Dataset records
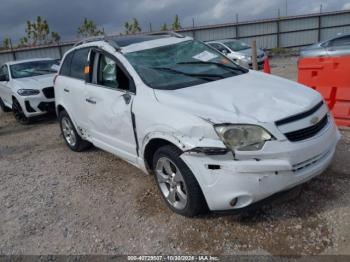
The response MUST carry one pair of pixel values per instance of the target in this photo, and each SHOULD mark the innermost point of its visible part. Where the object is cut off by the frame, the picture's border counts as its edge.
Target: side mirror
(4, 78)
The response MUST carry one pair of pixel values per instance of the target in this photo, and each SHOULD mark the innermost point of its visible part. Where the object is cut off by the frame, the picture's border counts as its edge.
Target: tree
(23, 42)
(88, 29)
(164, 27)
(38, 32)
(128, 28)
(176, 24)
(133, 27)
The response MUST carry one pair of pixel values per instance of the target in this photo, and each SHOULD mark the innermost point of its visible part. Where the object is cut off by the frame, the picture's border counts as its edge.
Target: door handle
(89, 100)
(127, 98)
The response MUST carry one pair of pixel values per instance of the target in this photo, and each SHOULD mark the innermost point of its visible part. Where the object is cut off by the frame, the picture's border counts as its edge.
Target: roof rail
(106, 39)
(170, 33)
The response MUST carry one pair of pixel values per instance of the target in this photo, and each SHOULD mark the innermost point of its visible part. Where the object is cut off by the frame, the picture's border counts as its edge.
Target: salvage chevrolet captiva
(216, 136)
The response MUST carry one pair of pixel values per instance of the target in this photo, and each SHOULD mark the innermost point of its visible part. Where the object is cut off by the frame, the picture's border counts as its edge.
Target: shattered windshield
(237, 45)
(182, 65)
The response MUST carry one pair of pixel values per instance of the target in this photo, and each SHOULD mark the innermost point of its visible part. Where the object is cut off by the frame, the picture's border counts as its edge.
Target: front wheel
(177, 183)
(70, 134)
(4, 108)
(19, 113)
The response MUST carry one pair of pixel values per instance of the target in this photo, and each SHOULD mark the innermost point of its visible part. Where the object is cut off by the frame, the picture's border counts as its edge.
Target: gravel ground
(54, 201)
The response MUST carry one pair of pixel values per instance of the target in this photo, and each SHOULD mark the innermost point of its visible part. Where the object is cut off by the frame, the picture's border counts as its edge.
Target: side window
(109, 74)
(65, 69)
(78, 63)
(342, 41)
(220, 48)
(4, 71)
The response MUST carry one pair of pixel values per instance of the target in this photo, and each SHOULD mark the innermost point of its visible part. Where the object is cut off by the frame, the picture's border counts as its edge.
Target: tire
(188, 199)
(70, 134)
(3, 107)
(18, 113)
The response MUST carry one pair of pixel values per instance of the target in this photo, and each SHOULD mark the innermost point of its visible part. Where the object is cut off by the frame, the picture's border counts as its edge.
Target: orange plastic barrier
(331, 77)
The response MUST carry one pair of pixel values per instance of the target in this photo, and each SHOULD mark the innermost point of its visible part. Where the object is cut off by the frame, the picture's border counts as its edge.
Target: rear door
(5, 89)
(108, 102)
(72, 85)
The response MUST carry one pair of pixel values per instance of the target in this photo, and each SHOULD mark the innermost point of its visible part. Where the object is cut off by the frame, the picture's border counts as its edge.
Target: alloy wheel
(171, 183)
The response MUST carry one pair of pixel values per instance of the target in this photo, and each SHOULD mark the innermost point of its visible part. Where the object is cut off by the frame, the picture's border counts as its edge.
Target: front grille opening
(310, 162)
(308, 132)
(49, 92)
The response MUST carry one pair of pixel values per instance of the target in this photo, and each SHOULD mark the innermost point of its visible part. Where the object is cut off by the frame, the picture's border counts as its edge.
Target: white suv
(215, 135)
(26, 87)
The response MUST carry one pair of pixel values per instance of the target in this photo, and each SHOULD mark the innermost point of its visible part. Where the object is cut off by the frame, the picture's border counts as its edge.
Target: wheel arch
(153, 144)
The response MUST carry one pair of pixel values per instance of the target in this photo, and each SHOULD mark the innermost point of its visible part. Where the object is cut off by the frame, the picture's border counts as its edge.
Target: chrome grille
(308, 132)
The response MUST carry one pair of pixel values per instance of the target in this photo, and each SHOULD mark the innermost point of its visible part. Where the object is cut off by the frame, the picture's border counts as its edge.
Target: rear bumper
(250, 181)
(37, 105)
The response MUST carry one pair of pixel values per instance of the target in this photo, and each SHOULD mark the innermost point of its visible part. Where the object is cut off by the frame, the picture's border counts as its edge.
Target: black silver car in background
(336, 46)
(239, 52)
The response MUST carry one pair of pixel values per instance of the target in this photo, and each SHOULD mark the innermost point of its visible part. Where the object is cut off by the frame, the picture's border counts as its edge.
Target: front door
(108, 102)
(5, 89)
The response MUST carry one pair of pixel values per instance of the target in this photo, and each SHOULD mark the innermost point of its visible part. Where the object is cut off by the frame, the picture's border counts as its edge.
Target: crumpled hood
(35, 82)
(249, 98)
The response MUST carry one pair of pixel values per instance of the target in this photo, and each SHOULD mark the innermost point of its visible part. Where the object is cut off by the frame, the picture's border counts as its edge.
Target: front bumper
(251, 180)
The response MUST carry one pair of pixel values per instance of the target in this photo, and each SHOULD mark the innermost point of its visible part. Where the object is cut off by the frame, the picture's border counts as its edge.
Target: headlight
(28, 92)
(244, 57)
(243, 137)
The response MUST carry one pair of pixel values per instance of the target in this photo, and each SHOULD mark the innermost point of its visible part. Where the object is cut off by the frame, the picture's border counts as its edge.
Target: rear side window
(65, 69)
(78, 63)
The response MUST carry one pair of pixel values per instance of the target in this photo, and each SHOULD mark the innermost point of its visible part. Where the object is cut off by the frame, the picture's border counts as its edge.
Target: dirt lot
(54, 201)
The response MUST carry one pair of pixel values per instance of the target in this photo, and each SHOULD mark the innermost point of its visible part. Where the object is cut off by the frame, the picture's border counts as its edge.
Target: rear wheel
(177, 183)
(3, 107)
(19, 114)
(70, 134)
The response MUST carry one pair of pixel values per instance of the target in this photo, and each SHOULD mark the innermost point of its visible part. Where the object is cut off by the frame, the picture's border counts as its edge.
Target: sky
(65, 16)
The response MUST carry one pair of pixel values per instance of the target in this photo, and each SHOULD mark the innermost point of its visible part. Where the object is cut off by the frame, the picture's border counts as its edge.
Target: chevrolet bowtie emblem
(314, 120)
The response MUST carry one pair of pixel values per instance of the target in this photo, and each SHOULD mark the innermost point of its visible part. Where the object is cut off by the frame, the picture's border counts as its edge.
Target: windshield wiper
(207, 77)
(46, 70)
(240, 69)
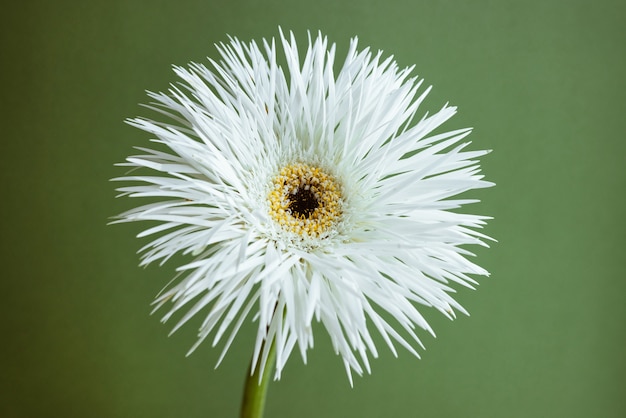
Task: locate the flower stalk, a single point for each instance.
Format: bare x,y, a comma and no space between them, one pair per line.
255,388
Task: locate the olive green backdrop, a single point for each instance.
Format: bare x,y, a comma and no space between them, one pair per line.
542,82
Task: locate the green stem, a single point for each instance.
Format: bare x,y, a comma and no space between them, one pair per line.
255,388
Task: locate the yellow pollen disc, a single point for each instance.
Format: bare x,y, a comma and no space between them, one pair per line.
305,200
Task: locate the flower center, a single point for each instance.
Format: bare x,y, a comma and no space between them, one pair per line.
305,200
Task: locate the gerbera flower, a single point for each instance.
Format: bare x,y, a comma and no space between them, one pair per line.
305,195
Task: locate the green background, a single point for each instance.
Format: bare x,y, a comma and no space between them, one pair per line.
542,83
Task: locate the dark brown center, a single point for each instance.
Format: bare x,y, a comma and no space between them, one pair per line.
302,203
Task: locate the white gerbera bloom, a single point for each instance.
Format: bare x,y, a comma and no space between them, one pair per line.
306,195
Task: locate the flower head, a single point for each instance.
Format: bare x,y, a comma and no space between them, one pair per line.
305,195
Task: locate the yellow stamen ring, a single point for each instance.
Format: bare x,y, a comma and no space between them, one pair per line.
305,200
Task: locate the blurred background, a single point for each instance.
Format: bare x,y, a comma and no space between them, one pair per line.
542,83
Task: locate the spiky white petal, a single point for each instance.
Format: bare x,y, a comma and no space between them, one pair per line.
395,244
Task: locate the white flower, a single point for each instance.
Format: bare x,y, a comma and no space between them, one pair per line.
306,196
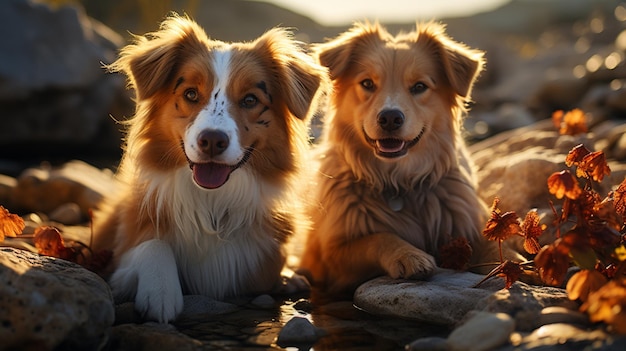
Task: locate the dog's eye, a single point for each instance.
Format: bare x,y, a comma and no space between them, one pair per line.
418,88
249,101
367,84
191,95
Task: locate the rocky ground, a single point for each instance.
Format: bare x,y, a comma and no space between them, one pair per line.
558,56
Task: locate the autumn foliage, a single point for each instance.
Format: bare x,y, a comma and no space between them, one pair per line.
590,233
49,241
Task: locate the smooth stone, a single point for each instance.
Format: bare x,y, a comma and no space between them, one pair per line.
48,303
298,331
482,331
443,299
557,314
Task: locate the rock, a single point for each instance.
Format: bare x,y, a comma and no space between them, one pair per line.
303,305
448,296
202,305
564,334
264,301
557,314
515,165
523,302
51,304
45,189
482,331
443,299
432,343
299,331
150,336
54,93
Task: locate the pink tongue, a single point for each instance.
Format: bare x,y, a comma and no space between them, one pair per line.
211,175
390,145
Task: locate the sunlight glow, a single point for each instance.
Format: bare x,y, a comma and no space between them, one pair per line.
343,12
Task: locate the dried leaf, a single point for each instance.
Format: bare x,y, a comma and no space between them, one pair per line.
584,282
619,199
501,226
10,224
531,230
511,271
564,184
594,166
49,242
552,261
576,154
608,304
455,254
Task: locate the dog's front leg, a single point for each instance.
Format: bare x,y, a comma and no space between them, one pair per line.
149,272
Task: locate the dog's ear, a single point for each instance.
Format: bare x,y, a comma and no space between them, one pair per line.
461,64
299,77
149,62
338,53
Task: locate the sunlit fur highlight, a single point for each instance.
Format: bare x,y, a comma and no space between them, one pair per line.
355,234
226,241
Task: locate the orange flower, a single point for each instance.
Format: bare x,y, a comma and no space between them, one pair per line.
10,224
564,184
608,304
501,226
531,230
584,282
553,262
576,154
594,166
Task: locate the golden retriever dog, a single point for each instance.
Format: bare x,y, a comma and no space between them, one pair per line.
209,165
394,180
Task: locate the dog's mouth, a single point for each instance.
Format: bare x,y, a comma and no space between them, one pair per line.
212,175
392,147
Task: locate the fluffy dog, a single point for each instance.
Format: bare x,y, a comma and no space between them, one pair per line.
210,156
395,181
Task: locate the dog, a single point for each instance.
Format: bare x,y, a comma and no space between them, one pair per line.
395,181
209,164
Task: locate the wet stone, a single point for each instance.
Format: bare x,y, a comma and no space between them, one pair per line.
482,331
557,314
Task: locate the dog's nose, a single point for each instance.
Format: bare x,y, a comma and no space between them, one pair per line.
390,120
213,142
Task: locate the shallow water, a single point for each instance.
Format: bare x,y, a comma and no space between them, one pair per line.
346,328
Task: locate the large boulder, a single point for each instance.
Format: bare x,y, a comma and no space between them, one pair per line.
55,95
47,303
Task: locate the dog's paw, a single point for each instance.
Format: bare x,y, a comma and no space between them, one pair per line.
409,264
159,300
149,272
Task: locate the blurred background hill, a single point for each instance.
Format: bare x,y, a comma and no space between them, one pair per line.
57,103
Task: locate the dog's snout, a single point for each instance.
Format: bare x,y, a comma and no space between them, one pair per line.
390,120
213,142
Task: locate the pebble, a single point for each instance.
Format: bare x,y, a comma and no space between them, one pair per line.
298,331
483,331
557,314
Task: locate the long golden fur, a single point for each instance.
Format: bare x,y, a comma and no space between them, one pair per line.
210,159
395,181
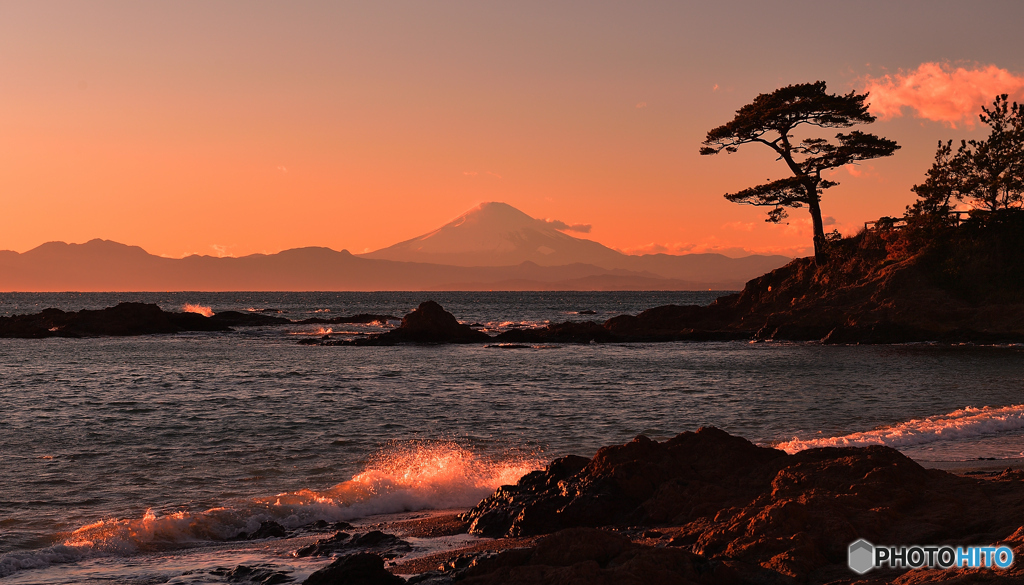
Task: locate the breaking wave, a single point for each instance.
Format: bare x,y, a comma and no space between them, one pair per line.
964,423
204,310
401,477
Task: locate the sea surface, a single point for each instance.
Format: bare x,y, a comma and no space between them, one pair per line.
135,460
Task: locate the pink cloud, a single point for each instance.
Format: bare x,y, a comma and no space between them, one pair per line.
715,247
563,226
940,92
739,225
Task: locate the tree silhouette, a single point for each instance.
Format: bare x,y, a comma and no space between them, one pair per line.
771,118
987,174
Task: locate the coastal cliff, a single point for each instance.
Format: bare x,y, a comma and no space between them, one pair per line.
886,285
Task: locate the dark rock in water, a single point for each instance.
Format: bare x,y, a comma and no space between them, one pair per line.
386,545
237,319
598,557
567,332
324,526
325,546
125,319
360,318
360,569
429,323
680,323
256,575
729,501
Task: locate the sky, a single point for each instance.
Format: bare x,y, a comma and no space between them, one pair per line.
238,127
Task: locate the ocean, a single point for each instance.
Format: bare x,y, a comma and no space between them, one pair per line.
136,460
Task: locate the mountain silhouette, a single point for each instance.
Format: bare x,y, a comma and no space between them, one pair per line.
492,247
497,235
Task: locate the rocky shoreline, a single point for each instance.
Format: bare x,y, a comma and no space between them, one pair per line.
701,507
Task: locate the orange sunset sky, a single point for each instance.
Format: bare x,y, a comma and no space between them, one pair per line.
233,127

REQUIRED ACTION:
Across all the lines of the data, count those that include the word "yellow" and reply with that number only.

RESPONSE AREA:
2